* **Problem requirements**:
From the entries below, pick out and copy each line that contains the string "stone". The match is case-sensitive.

──────── Supplied information ────────

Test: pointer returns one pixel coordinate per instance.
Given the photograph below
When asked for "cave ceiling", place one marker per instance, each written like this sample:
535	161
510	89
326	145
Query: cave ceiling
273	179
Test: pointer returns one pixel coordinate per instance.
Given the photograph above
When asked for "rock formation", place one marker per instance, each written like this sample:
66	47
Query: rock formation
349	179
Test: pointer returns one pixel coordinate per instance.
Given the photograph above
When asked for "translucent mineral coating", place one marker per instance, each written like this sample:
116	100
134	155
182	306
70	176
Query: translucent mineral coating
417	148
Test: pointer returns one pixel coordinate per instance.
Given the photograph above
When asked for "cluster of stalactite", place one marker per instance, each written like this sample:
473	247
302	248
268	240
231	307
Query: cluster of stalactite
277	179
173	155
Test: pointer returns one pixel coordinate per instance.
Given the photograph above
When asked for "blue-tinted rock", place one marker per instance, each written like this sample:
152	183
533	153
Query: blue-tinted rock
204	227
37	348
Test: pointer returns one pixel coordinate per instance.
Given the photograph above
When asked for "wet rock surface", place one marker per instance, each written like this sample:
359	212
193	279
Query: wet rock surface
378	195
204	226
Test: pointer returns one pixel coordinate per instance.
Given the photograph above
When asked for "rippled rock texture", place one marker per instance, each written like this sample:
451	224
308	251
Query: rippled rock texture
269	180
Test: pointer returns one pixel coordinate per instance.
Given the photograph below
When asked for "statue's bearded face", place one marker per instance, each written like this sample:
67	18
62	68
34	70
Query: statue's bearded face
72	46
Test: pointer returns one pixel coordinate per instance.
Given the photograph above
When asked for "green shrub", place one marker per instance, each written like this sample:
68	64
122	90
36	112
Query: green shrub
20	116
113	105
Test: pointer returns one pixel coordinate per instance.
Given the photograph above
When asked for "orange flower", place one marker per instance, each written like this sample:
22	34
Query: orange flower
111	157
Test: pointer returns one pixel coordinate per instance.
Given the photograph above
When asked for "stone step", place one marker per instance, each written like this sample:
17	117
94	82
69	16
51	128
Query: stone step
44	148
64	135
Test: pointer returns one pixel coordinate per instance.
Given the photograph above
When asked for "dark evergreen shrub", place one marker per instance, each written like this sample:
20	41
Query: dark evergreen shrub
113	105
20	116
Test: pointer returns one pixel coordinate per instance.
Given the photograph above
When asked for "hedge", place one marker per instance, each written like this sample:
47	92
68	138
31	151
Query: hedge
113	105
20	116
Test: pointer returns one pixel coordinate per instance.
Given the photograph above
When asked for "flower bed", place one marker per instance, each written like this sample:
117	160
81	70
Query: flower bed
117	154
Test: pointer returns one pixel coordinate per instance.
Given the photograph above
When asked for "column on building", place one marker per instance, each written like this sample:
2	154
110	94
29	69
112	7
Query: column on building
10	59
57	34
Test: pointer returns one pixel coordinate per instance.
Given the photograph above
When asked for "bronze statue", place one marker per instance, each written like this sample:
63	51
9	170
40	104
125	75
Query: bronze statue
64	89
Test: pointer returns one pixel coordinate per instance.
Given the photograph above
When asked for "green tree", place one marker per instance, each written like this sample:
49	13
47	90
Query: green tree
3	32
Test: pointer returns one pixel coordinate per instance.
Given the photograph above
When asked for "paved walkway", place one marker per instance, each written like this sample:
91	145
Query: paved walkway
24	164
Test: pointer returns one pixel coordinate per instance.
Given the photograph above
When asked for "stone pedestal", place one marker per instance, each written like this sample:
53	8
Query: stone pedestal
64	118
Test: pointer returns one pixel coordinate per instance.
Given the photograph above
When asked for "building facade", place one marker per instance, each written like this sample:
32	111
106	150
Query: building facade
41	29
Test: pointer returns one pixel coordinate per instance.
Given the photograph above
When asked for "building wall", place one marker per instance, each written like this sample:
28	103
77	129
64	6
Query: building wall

────────

* **Complete output**:
When asked for "stone step", place one marker per instance, each written like this sample:
Query: stone step
When asked for "stone pedestal", place one marker per instance, each written like this sample:
Query: stone pedestal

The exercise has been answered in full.